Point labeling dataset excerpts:
○ ○ ○ ○ ○

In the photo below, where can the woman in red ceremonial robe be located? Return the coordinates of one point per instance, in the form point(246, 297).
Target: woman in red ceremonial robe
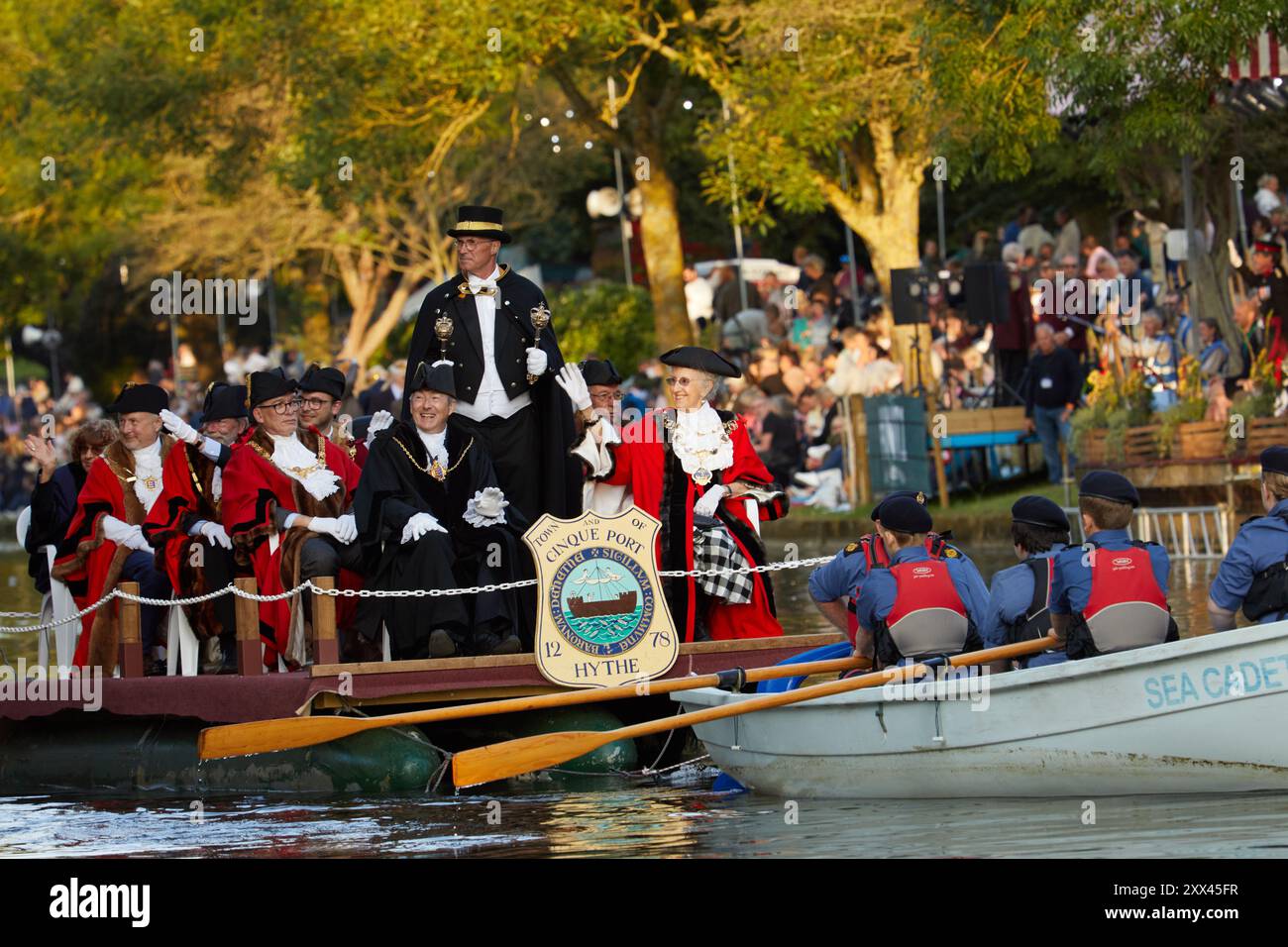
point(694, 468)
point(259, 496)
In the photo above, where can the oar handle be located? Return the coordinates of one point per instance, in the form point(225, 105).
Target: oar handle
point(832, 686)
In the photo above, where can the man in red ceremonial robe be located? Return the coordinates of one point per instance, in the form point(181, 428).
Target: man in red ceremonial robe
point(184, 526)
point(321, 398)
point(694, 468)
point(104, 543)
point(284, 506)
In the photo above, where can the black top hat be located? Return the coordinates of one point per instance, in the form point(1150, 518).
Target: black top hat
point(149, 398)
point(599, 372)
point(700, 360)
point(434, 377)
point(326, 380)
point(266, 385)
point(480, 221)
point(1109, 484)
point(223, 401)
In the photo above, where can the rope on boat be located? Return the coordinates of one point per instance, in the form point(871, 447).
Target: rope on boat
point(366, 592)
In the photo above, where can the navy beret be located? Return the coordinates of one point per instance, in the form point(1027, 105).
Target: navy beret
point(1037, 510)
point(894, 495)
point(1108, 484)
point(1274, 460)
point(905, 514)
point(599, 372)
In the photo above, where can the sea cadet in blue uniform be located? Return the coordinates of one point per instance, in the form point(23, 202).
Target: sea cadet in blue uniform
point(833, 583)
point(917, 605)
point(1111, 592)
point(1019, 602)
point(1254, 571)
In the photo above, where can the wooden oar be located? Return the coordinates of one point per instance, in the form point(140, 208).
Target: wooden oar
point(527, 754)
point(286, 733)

○ ○ ○ ○ ○

### Given task
Please reproduce the data between the lines holding "In the photo above, where can the oar" and "point(832, 686)", inclusive, substituting "oar grip" for "oar handle" and leaving everything else unchanged.

### Result of this exercise
In the photo above, where can the oar grip be located? Return the coordinates of one point per instance, in the form point(225, 105).
Target: oar grip
point(832, 686)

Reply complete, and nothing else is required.